WHAT YOU SHOULD DO:
Print exactly the lines from the one containing "Pointer acceptance items for the photo below." through the last line of the records below, both included, and nothing else; omit any pictures.

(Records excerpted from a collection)
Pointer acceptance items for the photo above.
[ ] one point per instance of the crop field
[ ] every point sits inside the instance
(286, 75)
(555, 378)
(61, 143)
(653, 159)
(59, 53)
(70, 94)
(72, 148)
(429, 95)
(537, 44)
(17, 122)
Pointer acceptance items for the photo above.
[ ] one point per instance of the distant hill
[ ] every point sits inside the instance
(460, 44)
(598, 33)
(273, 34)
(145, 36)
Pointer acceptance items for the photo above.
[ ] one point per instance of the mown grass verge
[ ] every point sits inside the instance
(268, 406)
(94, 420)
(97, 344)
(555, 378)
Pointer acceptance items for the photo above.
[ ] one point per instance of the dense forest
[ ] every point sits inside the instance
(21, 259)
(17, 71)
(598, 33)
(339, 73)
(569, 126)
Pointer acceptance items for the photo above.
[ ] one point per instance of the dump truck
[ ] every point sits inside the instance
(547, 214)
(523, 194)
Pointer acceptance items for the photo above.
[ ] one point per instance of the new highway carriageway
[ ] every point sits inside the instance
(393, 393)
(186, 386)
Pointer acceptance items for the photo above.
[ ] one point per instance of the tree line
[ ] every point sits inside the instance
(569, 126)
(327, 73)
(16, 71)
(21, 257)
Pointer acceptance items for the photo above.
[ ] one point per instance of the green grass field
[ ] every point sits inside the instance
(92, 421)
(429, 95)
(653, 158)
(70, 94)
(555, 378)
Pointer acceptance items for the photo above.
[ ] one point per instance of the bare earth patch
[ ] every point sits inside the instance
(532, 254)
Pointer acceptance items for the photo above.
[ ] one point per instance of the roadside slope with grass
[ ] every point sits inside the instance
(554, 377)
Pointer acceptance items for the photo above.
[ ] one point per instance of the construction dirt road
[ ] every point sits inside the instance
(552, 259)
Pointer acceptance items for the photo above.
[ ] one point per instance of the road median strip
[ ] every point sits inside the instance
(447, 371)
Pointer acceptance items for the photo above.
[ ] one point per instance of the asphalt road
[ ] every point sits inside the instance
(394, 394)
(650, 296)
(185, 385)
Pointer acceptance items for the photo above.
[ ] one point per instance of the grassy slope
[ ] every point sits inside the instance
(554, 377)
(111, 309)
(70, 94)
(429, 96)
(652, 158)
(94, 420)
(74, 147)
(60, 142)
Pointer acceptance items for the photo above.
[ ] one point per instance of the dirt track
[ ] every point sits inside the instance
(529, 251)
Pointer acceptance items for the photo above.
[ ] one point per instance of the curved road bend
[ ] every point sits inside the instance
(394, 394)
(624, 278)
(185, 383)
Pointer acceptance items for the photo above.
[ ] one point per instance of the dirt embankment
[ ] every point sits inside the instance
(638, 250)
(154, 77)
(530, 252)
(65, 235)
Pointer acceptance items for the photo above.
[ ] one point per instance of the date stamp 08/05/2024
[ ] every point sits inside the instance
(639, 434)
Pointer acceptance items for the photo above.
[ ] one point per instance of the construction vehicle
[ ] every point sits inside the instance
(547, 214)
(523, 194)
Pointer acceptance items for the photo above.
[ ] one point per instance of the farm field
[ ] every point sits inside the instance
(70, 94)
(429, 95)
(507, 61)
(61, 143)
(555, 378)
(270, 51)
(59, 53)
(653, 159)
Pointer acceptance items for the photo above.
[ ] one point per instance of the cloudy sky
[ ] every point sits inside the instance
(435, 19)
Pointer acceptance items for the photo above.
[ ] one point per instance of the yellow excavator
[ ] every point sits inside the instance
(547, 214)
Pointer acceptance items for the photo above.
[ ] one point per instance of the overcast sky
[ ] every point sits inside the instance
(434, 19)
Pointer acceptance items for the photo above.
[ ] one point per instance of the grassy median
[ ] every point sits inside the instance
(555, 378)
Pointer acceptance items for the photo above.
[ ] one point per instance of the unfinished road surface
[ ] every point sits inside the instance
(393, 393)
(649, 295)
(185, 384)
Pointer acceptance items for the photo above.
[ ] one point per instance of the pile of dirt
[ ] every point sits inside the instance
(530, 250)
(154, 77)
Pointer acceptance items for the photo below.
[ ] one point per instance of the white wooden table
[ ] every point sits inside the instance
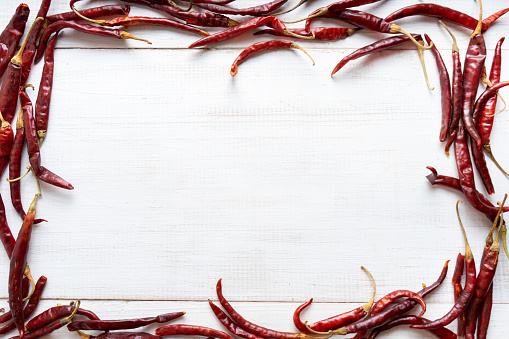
(282, 180)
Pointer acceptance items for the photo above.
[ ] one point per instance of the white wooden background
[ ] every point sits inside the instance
(282, 181)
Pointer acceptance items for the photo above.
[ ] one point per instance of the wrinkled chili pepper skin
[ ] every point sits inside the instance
(487, 116)
(110, 325)
(125, 335)
(11, 35)
(461, 304)
(254, 11)
(328, 324)
(445, 88)
(441, 332)
(54, 314)
(204, 19)
(379, 45)
(485, 315)
(139, 20)
(182, 329)
(92, 13)
(17, 267)
(31, 45)
(436, 11)
(472, 69)
(230, 325)
(34, 154)
(230, 33)
(320, 33)
(31, 305)
(45, 87)
(484, 280)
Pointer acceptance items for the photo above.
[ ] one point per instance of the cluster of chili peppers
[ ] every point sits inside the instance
(466, 122)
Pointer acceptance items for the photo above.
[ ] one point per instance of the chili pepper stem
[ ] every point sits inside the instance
(17, 60)
(27, 274)
(125, 35)
(468, 251)
(487, 149)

EXERCISE RESULT:
Pointer acceptance items for the photo below.
[ ] one point per instance of the white wooden table
[ ] every point sits inside the instance
(282, 180)
Pointer acceptance items for the photo above.
[ ] one point per instance of the white wooden background
[ ] every point sits inside the instance
(282, 181)
Pointer acceptance items for the photo above.
[ ] one point per instance of the wrinkled chili pepper skin
[ ] every point sits inside the instance
(487, 116)
(110, 325)
(125, 335)
(11, 35)
(461, 304)
(254, 11)
(328, 324)
(445, 88)
(441, 332)
(54, 314)
(204, 19)
(379, 45)
(485, 315)
(139, 20)
(182, 329)
(92, 13)
(17, 267)
(31, 45)
(436, 11)
(472, 69)
(230, 325)
(34, 154)
(230, 33)
(320, 33)
(31, 305)
(45, 87)
(484, 280)
Pointer acceptance items for the photo above.
[ ] one point per instance of the cluster of chili peppers
[ ] every point sits inside the instance
(466, 122)
Pointer acceptance items for the photo above.
[ ] one point per instance of the chili pepper stem
[ ] every point sits inside the instance
(17, 60)
(27, 274)
(125, 35)
(468, 251)
(487, 149)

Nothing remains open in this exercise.